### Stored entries

=== Begin Enclosure ===

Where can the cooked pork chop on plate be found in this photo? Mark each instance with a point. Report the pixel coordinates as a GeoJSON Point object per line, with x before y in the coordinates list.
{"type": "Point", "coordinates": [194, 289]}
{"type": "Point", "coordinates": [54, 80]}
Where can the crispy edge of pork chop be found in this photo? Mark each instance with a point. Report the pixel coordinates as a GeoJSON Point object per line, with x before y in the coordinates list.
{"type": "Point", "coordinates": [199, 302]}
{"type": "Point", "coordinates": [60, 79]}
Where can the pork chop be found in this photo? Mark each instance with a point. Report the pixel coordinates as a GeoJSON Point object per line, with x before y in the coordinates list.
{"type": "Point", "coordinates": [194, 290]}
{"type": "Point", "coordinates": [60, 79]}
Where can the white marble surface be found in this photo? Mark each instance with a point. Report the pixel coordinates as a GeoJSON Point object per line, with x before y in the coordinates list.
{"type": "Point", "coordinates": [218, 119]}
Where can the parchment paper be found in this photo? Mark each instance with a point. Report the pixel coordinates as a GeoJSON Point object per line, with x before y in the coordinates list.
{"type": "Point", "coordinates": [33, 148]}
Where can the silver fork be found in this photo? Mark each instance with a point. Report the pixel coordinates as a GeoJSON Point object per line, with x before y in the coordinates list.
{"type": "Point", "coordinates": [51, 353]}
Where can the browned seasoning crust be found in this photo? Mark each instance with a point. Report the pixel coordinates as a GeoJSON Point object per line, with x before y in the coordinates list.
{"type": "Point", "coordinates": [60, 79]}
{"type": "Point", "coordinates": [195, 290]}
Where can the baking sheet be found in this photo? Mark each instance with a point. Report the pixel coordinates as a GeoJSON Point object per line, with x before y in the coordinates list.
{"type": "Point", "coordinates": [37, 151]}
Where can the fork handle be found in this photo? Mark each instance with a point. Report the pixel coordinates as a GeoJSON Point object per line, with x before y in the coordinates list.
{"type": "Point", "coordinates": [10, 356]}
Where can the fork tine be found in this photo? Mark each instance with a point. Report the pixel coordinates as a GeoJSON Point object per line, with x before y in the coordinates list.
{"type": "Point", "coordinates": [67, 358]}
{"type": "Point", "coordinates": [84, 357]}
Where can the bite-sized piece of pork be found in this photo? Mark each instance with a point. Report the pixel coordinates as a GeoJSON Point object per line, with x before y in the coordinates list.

=== End Enclosure ===

### About this task
Every single record is to be set down again, unaltered.

### Exercise solution
Where can the cooked pork chop on plate be found in this photo? Mark each instance with a point. Report the pixel coordinates as a GeoJSON Point object per line, with x before y in the coordinates list.
{"type": "Point", "coordinates": [194, 289]}
{"type": "Point", "coordinates": [54, 80]}
Where can the crispy edge of pork chop be found in this photo? Mark each instance with a point. Report the pixel coordinates as a GeoJSON Point object per line, with x before y in the coordinates list.
{"type": "Point", "coordinates": [199, 302]}
{"type": "Point", "coordinates": [60, 79]}
Where can the pork chop be found in this photo? Mark each instance with a point. Report the pixel coordinates as a GeoJSON Point object per line, with x before y in the coordinates list.
{"type": "Point", "coordinates": [194, 290]}
{"type": "Point", "coordinates": [60, 79]}
Where can the white marble surface be found in this photo? Mark each instance with a point. Report the pixel coordinates as a GeoJSON Point object per line, with x before y in the coordinates list.
{"type": "Point", "coordinates": [218, 119]}
Where can the parchment paper be found in this photo? Mark each instance with a point. Report the pixel coordinates as a GeoJSON Point object per line, with x before y in the coordinates list.
{"type": "Point", "coordinates": [33, 148]}
Where can the silver fork be found in this photo? Mark each instance with a point. Report the pixel coordinates as a GeoJSON Point object per line, with x before y in the coordinates list.
{"type": "Point", "coordinates": [51, 353]}
Where can the browned seasoning crust be found in this photo? Mark each instance with a point. Report the pixel coordinates as a GeoJSON Point object per line, with x before y in the coordinates list.
{"type": "Point", "coordinates": [60, 79]}
{"type": "Point", "coordinates": [195, 290]}
Where can the baking sheet be found in this photo? Mark each instance with a point. Report the pixel coordinates as a GeoJSON Point object per line, with x before y in the coordinates list.
{"type": "Point", "coordinates": [37, 151]}
Where can the fork handle be found in this photo? Mark each instance with a point. Report the pixel coordinates as a GeoJSON Point object per line, with x before y in the coordinates list.
{"type": "Point", "coordinates": [10, 356]}
Where can the fork tine be found in this photo? Mark each instance with a point. Report the pixel coordinates as a GeoJSON Point object per line, with x before y in the coordinates list.
{"type": "Point", "coordinates": [67, 358]}
{"type": "Point", "coordinates": [84, 357]}
Where can the bite-sized piece of pork be found in this photo? Mark each instance with a point. Report the pixel coordinates as a GeoJSON Point object per line, with x before y in the coordinates list.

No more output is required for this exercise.